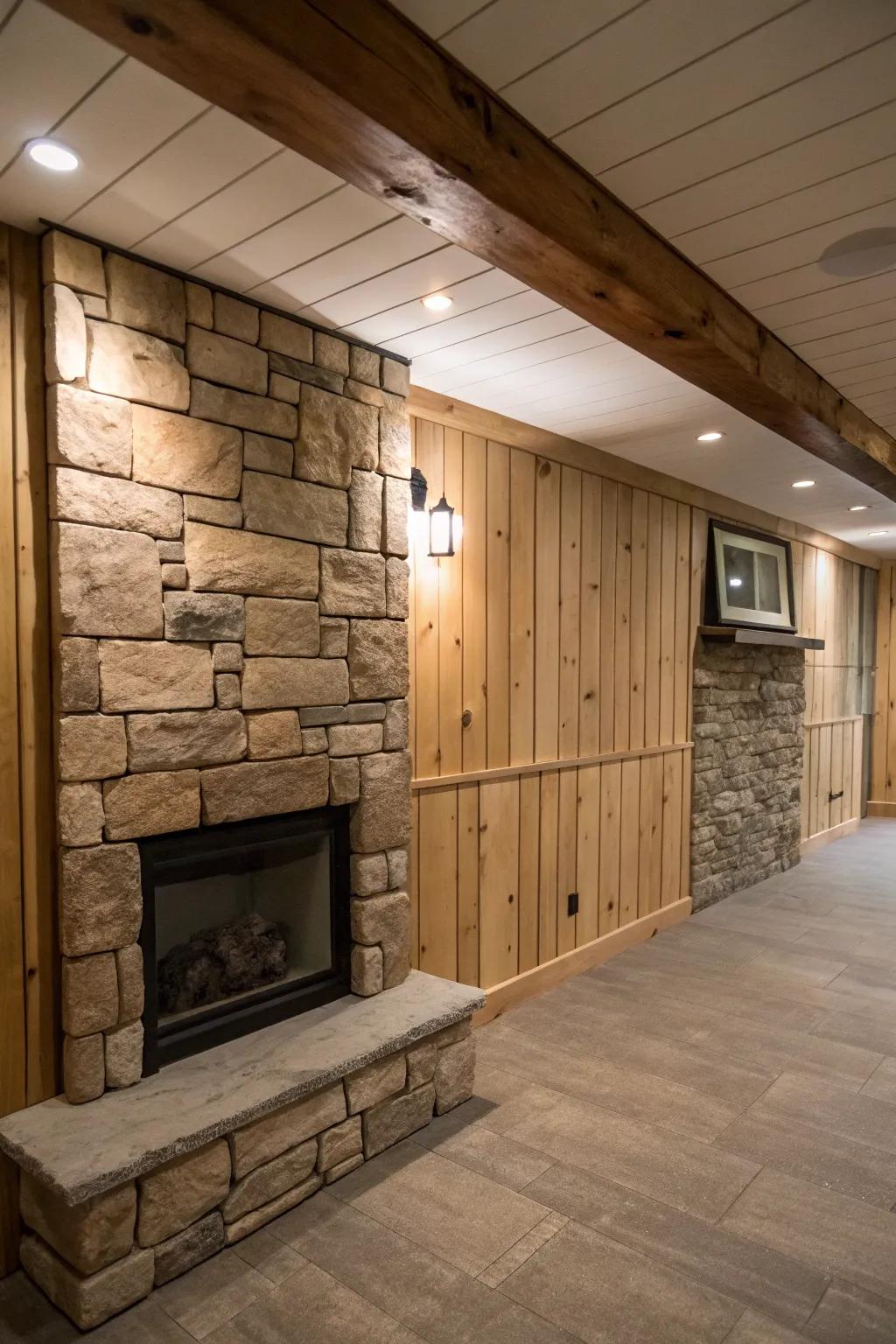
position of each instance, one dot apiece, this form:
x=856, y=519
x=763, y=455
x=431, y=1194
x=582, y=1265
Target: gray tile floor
x=695, y=1143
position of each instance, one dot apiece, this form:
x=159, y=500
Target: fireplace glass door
x=243, y=925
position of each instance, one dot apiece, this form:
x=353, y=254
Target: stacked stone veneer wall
x=228, y=495
x=748, y=706
x=112, y=1250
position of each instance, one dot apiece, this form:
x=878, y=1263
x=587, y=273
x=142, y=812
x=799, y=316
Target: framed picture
x=750, y=579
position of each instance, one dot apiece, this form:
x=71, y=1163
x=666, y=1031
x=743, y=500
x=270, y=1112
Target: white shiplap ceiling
x=752, y=135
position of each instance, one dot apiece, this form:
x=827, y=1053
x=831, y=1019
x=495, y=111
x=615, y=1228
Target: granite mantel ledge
x=83, y=1151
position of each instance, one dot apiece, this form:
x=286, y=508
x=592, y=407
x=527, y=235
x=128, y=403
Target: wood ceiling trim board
x=352, y=85
x=502, y=429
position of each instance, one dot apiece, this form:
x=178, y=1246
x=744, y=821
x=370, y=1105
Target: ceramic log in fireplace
x=243, y=925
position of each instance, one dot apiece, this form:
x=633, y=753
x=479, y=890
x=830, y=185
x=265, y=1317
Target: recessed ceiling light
x=52, y=155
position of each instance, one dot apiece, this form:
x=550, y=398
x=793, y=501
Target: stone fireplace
x=228, y=501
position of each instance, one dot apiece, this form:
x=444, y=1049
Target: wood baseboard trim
x=535, y=982
x=881, y=809
x=828, y=836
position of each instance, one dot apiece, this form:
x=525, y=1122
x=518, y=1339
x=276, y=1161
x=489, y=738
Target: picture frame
x=750, y=579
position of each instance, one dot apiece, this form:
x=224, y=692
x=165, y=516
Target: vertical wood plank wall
x=27, y=929
x=566, y=626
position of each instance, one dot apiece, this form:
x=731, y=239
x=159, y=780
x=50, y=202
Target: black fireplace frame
x=223, y=1022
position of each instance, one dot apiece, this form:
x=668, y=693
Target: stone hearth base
x=127, y=1193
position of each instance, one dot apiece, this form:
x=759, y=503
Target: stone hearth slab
x=82, y=1151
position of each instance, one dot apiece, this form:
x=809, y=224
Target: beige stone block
x=396, y=730
x=80, y=814
x=333, y=637
x=268, y=454
x=205, y=616
x=291, y=683
x=222, y=559
x=396, y=443
x=92, y=746
x=294, y=508
x=340, y=1143
x=396, y=376
x=83, y=1068
x=178, y=1194
x=107, y=582
x=235, y=318
x=331, y=353
x=281, y=626
x=378, y=660
x=228, y=657
x=124, y=1055
x=89, y=996
x=199, y=304
x=199, y=508
x=386, y=920
x=130, y=967
x=183, y=741
x=186, y=454
x=396, y=504
x=78, y=674
x=421, y=1065
x=382, y=816
x=268, y=1213
x=269, y=1180
x=336, y=434
x=93, y=1300
x=396, y=589
x=155, y=675
x=65, y=335
x=367, y=970
x=366, y=511
x=150, y=804
x=89, y=430
x=263, y=788
x=396, y=860
x=344, y=781
x=285, y=388
x=313, y=741
x=273, y=1135
x=228, y=691
x=364, y=365
x=133, y=365
x=286, y=338
x=185, y=1250
x=88, y=1236
x=273, y=735
x=108, y=501
x=73, y=262
x=144, y=298
x=355, y=738
x=394, y=1120
x=245, y=410
x=369, y=874
x=375, y=1082
x=220, y=359
x=352, y=584
x=454, y=1075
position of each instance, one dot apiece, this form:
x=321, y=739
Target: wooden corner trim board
x=511, y=772
x=552, y=973
x=355, y=87
x=491, y=425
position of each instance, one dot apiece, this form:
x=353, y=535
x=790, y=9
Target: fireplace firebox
* * * * * * * * *
*Brief*. Copy out the entries verbatim, but skip every picture.

*Answer for this exercise*.
position of each instance, one dot apiece, this form:
x=856, y=519
x=763, y=455
x=431, y=1194
x=582, y=1265
Target: gray tile floor
x=695, y=1143
position of each instance, one dot apiece, this form:
x=159, y=500
Target: fireplace glass door
x=243, y=925
position of each instance, one dot apiece, this form:
x=353, y=254
Target: stacked stone veneer wall
x=228, y=495
x=748, y=706
x=112, y=1250
position of each instance, one dot apiece, this form:
x=878, y=1263
x=587, y=273
x=142, y=812
x=799, y=316
Target: framed picture
x=750, y=579
position of each instance, one dot apiece, this form:
x=71, y=1163
x=666, y=1031
x=743, y=500
x=270, y=1112
Target: white shiplap ceiling
x=752, y=135
position of each instance, one dot apiece, this form:
x=827, y=1053
x=831, y=1019
x=495, y=111
x=615, y=1228
Target: granite mantel ledge
x=83, y=1151
position of each instance, one dot apiece, this form:
x=286, y=508
x=592, y=407
x=527, y=235
x=128, y=403
Target: wood ceiling trim board
x=352, y=85
x=502, y=429
position of each instance, one dot apiece, this form:
x=178, y=1246
x=744, y=821
x=370, y=1105
Target: ceramic log in fireplace
x=243, y=925
position of each instance, one dot apiece, this form:
x=633, y=753
x=479, y=890
x=830, y=185
x=265, y=1317
Target: recessed ceiling light
x=52, y=155
position of each instance, one dot apiece, this form:
x=550, y=398
x=793, y=501
Target: stone fireplace
x=228, y=501
position of each instance, one dot apiece, this form:
x=444, y=1049
Target: wood baseboard trim
x=535, y=982
x=881, y=809
x=828, y=836
position of each instance, one dot apiece, this form:
x=525, y=1122
x=518, y=1339
x=276, y=1161
x=489, y=738
Target: picture frame
x=750, y=579
position of each instance, one dot apiece, this form:
x=224, y=692
x=165, y=516
Target: vertical wood plank wall
x=27, y=929
x=566, y=626
position of each instance, one dot apiece, this form:
x=731, y=239
x=159, y=780
x=50, y=202
Target: black fireplace frame
x=223, y=1022
position of each instance, one dot apiece, this form:
x=668, y=693
Target: stone hearth base
x=127, y=1193
position of each instance, one dot apiece, this form:
x=759, y=503
Target: stone hearth slab
x=82, y=1151
position of each instance, one dot apiece, this form:
x=809, y=224
Target: beige stone block
x=396, y=730
x=80, y=814
x=333, y=637
x=268, y=454
x=205, y=616
x=291, y=683
x=222, y=559
x=396, y=443
x=92, y=746
x=294, y=508
x=340, y=1143
x=396, y=376
x=83, y=1068
x=178, y=1194
x=107, y=582
x=235, y=318
x=331, y=353
x=281, y=626
x=378, y=660
x=228, y=657
x=124, y=1055
x=89, y=996
x=199, y=304
x=199, y=508
x=386, y=920
x=130, y=967
x=183, y=741
x=186, y=454
x=396, y=504
x=78, y=674
x=421, y=1065
x=382, y=816
x=268, y=1213
x=269, y=1180
x=336, y=434
x=93, y=1300
x=396, y=589
x=155, y=675
x=65, y=335
x=367, y=970
x=366, y=511
x=150, y=804
x=89, y=430
x=263, y=788
x=396, y=860
x=344, y=781
x=285, y=388
x=313, y=741
x=273, y=1135
x=228, y=691
x=364, y=365
x=133, y=365
x=286, y=338
x=185, y=1250
x=88, y=1236
x=273, y=735
x=108, y=501
x=73, y=262
x=144, y=298
x=355, y=738
x=394, y=1120
x=245, y=410
x=369, y=874
x=375, y=1082
x=220, y=359
x=352, y=584
x=454, y=1075
position of each instance, one dot apiece, this form:
x=321, y=739
Target: wooden corner trim board
x=511, y=772
x=552, y=973
x=355, y=87
x=491, y=425
position of each instance, one dot apiece, this form:
x=353, y=535
x=790, y=9
Target: fireplace firebox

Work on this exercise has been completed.